* The request *
Output, please, every line from the line that holds "Expected behaviour: for every instance of the mirror" to the end, exactly as written.

<<<<

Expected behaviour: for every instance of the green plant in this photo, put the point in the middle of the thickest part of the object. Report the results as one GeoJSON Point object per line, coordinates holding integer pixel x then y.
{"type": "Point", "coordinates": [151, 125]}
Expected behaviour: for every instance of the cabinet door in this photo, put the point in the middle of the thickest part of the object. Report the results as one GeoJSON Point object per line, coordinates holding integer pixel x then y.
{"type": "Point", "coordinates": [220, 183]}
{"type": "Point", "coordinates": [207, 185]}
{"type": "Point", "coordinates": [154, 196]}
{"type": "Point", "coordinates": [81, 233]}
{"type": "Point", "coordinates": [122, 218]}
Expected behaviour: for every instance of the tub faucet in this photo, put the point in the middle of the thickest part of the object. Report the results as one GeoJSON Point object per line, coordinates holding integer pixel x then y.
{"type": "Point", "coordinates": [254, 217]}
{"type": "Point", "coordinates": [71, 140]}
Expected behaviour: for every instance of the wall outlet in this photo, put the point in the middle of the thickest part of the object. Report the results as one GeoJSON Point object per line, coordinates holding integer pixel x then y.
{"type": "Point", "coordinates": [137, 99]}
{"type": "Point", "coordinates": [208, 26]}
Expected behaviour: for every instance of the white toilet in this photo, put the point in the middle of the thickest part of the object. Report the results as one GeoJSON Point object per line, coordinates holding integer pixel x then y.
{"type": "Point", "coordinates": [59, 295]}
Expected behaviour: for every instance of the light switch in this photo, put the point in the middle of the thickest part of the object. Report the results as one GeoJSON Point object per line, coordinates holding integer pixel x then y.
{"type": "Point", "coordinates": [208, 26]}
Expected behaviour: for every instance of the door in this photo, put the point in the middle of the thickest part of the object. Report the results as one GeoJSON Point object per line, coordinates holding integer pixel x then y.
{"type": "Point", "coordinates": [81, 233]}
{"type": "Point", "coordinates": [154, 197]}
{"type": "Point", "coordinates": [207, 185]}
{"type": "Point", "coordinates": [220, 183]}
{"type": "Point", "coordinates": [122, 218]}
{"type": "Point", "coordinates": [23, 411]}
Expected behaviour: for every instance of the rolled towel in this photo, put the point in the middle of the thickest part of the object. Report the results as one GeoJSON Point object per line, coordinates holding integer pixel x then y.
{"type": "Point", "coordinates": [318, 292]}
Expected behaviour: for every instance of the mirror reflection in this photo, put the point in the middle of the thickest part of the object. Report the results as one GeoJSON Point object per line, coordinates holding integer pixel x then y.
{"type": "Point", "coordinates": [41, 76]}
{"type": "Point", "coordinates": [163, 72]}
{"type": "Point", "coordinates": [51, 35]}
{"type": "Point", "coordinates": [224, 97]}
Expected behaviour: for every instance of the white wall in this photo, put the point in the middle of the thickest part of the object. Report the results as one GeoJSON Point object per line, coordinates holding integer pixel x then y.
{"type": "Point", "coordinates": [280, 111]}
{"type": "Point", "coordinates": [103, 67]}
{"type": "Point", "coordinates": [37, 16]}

>>>>

* Full response *
Expected behaviour: for every instance of the mirror reflection in this photo, put the point in the middle of the thickest part of the object. Report the results as one GeoJSON Point object per line, coordinates holding integer pixel x then y.
{"type": "Point", "coordinates": [41, 76]}
{"type": "Point", "coordinates": [163, 72]}
{"type": "Point", "coordinates": [51, 35]}
{"type": "Point", "coordinates": [224, 97]}
Expected behaviour: for every instance of the white wall in this photo, put the point in the middle of the thickest part of the object. Report the results as one GeoJSON Point object per line, coordinates holding integer pixel x then y.
{"type": "Point", "coordinates": [280, 111]}
{"type": "Point", "coordinates": [103, 67]}
{"type": "Point", "coordinates": [37, 16]}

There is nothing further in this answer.